* **WHAT YOU ARE ASKED TO DO**: Copy each of the following entries line by line, with no changes.

* **GIVEN ENTRIES**:
..........

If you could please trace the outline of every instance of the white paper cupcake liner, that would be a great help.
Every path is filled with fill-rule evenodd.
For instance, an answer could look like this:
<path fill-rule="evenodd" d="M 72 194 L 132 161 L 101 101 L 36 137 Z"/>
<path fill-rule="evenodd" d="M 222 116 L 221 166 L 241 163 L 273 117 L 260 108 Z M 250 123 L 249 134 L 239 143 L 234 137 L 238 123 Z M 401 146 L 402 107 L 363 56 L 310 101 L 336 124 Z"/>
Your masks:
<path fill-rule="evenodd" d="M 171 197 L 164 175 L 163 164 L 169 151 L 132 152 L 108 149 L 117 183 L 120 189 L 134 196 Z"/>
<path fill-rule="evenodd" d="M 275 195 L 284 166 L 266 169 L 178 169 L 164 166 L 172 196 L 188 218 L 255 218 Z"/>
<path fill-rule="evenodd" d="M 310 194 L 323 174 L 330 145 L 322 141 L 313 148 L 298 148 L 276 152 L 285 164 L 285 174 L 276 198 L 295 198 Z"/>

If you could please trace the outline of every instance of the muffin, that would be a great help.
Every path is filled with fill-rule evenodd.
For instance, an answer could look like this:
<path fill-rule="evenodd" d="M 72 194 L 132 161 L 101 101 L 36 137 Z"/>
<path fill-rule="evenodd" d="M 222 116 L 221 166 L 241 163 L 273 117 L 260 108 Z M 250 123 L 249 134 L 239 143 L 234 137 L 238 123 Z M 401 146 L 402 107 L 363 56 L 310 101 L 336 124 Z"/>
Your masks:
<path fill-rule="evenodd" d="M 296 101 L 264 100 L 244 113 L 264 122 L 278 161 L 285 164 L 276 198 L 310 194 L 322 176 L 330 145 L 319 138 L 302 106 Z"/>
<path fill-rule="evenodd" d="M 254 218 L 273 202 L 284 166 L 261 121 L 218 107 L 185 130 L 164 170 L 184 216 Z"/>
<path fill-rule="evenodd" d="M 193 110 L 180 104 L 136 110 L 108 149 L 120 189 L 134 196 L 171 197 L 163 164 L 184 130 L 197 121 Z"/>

..........

* **COMPLETED TASK**:
If you could please trace the outline of every instance of the white paper cupcake liner, that would be a great help.
Every path is filled with fill-rule evenodd.
For instance, an answer could look like this:
<path fill-rule="evenodd" d="M 72 194 L 132 161 L 101 101 L 36 137 Z"/>
<path fill-rule="evenodd" d="M 222 116 L 221 166 L 241 163 L 273 117 L 260 108 Z M 250 123 L 249 134 L 239 143 L 234 137 L 238 123 Z M 401 146 L 402 107 L 363 56 L 310 101 L 336 124 Z"/>
Your masks:
<path fill-rule="evenodd" d="M 171 197 L 164 175 L 163 164 L 169 151 L 132 152 L 108 149 L 117 183 L 120 189 L 134 196 Z"/>
<path fill-rule="evenodd" d="M 275 195 L 284 166 L 266 169 L 178 169 L 164 166 L 172 196 L 188 218 L 255 218 Z"/>
<path fill-rule="evenodd" d="M 310 194 L 323 174 L 330 145 L 322 141 L 313 148 L 298 148 L 276 152 L 285 164 L 285 174 L 276 198 L 295 198 Z"/>

If you could please trace the outline of every instance of the muffin, that would be a great help.
Every path is filled with fill-rule evenodd.
For instance, an answer could look like this:
<path fill-rule="evenodd" d="M 72 194 L 132 161 L 101 101 L 36 137 Z"/>
<path fill-rule="evenodd" d="M 222 116 L 221 166 L 241 163 L 273 117 L 260 108 Z M 250 123 L 249 134 L 239 143 L 234 137 L 238 123 Z M 401 146 L 402 107 L 363 56 L 310 101 L 336 124 Z"/>
Your masks:
<path fill-rule="evenodd" d="M 296 101 L 264 100 L 244 113 L 264 122 L 278 161 L 285 164 L 276 198 L 310 194 L 322 176 L 330 145 L 319 138 L 302 106 Z"/>
<path fill-rule="evenodd" d="M 254 218 L 273 202 L 284 166 L 261 121 L 218 107 L 185 130 L 164 170 L 184 216 Z"/>
<path fill-rule="evenodd" d="M 193 110 L 180 104 L 136 110 L 108 149 L 120 189 L 134 196 L 171 197 L 163 164 L 184 130 L 197 121 Z"/>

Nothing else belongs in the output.